### Testo citato
# # # # #

Arrivano alla mostra una ventina di
pezzi di età carolingia, che provengono da Torino e
da Milano, da Bobbio e da Modena e da Como permettendo di
ricostruire la prima grande trasformazione delle chiese
paleocristiane, con l’invenzione di un nuovo arredo,
costruito da intrecci finissimi, da un racconto fatto di
proporzione, di geometria, di rapporti spaziali, un racconto senza
figure. Fra i pezzi di grande rilievo alcuni che provengono da
Bobbio, nel IX secolo ancora il maggiore monastero al settentrione,
e molti altri che permettono di ricomporre una immagine degli spazi
interni delle chiese e dei percorsi interni a questi per i
religiosi e per i fedeli.
Poi la grande rivoluzione che in mostra comincia con due
grandi affreschi staccati provenienti da Sant’Antonino a
Piacenza, che si datano attorno al 1020,
e una serie di altri pezzi attorno al medesimo periodo. Viene
quindi il nodo della mostra, quel tempo fra l’ultimo terzo
dell’XI secolo e il primo del seguente, il tempo in cui si
confrontano due storie, due modi di scolpire e di raccontare. Da
una parte ecco Wiligelmo e la sua officina che lavora per circa
trenta anni da San Benedetto Po e Nonantola, Modena, Cremona e in
parte a Piacenza; di Wiligelmo giungono pezzi di grande
qualità, come la Madonna di Carpi, come lo stipite del
portale proveniente da Cremona, come il telamone sempre da Cremona
e conservato a Milano al Museo del Castello Sforzesco. Dopo
Wiligelmo le opere dell’architetto e scultore Nicholaus che
è attivo fra l’altro a Piacenza, a Verona, a Ferrara e
del quale arrivano in mostra pezzi importanti come i profeti di
Piacenza, forse da un portale del Duomo, le lastre delle transenne
di Ferrara ed altro ancora. Domina la scena di questa grande
cattedrale della Riforma, il Crocefisso di San Savino,
un’opera unica che propone la lingua nuova, mediata anche
dagli avori spagnoli, ma che è la lingua della Riforma, il
Cristo che guarda, vivente, dalla croce i fedeli.

# # # # #

Voci per l'identificazione dei luoghi
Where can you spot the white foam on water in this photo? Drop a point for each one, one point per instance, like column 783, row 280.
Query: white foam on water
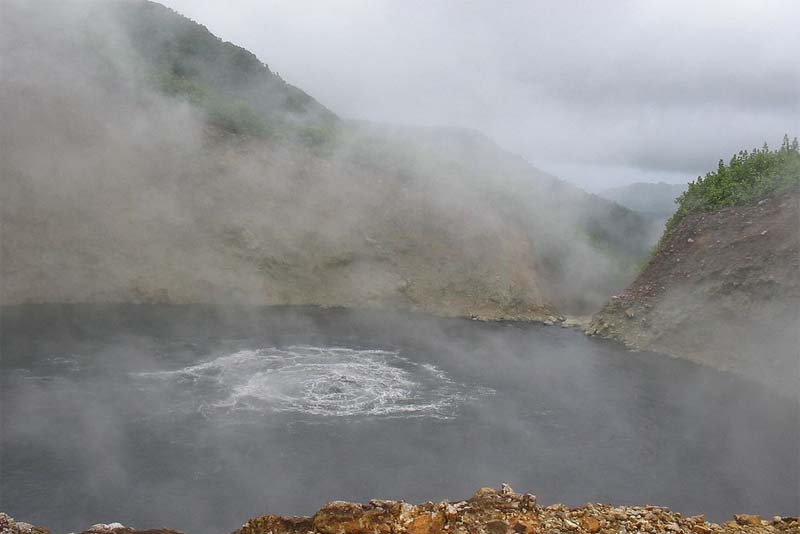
column 325, row 381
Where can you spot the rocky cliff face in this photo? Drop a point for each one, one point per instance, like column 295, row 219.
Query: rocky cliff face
column 722, row 290
column 489, row 511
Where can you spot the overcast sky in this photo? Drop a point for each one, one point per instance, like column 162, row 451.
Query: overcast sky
column 599, row 93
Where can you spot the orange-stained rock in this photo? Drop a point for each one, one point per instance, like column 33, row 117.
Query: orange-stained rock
column 426, row 523
column 590, row 524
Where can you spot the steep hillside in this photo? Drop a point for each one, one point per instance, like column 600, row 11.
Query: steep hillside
column 146, row 160
column 657, row 200
column 723, row 287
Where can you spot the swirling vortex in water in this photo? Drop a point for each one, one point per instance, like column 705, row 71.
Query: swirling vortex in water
column 323, row 381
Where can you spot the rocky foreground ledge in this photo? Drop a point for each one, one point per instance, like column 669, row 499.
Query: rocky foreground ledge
column 489, row 511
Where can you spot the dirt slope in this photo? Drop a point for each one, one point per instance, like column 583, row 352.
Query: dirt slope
column 118, row 191
column 723, row 290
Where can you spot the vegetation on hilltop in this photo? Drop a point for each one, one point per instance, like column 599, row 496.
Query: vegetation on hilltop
column 748, row 176
column 238, row 92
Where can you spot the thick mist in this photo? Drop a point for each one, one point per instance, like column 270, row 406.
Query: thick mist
column 600, row 94
column 117, row 192
column 108, row 417
column 174, row 215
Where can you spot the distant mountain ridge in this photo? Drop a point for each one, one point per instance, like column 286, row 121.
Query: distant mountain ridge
column 146, row 160
column 657, row 199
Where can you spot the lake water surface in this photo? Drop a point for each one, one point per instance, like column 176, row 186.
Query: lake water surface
column 198, row 418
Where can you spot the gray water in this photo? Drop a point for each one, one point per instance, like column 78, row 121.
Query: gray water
column 198, row 418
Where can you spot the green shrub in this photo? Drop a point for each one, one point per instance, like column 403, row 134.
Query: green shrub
column 747, row 177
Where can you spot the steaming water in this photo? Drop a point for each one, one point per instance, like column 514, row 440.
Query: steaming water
column 198, row 419
column 319, row 381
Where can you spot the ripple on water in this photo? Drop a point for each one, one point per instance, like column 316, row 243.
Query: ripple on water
column 321, row 381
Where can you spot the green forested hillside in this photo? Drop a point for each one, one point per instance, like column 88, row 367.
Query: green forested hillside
column 149, row 160
column 747, row 176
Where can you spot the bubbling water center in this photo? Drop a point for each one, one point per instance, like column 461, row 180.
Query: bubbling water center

# # # # #

### Consegne
[A] Stabilisci se le affermazioni seguenti concordano con il testo sulla mostra, rispondendo sì o no e citando le parole del testo che lo decidono: (i) tra i luoghi di provenienza dei pezzi di età carolingia figurano Bobbio e Como; (ii) i due affreschi staccati di Sant'Antonino a Piacenza si datano attorno al 1120; (iii) il telamone proveniente da Cremona è conservato a Milano al Museo del Castello Sforzesco.
[B] Prosegui il testo sulla mostra, partendo da dopo la sua ultima frase.

### Soluzioni
[A]
(i) Sì: «che provengono da Torino e da Milano, da Bobbio e da Modena e da Como».
(ii) No: «che si datano attorno al 1020».
(iii) Sì: «come il telamone sempre da Cremona e conservato a Milano al Museo del Castello Sforzesco».

[B]
Di fronte a tutto questo ecco la grande stagione della
Lombardia, che allora era tutto il settentrione, ma una
Lombardia che piega, con Pavia, con Como verso l’impero, e
dunque che utilizza una iconografia diversa: invece della
evocazione del mondo classico che per la committenza di Wiligelmo
rappresenta la identità della Chiesa Riformata con quella
cristiana delle origini, ecco gli animali che si rincorrono nel
tralcio, ecco un bestiario che si diffonde sui capitelli, sugli
archivolti, sulle finestre del Sant’Abbondio e del San Fedele
a Como oppure dentro il San Pietro in Ciel d’Oro a Pavia
oppure al San Celso e al Sant’Eustrogio di Milano, un
bestiario che caratterizza anche le sculture della prima parte,
quella absidale e del transetto della cattedrale di Parma. Siamo
dunque fra il 1090-1100 e il 1115 circa e le decine di pezzi di
scultura monumentale esposti propongono una chiesa diversa, dove
alcuni capolavori si impongono come il pulpito da Santa Maria
Beltrade, che probabilmente si data a fine XI secolo o inizi
XII come il pulpito di San Giulio d’Orta. Attorno a questi
pezzi che delineano la storia delle città e delle loro
cattedrali o delle loro principali chiese in Lombardia ecco un
altro nodo che dimostra se ve ne fosse bisogno che cosa vuol dire
il confronto fra prima e dopo la Riforma. Bologna è uno
strano caso, una singolare città nella quale fino agli anni
’90 e anche oltre del secolo XI si confrontano un vescovo
legato al papato di Roma e un altro legato a Guiberto, vescovo di
Ravenna divenuto antipapa. Così i pezzi degli anni ’90
evocano essi pure il paleocristiano e in mostra si vedrà una
lastra proveniente dal Museo Civico, mentre gli altri pezzi
neo-paleocristaini sono al Duomo di Bologna e ai Santi Vitale
e Agricola sempre a Bologna; ma quando Bologna entra nel clima
della Riforma ecco che viene chiamato un grande scultore, proprio
Nicholaus che realizza un grande portale del quale in mostra
proponiamo quattro grandi lastre di recente ritrovate e che in
questa occasione vengono attribuite proprio a Nicholaus stesso e
datate attorno al 1120-1130.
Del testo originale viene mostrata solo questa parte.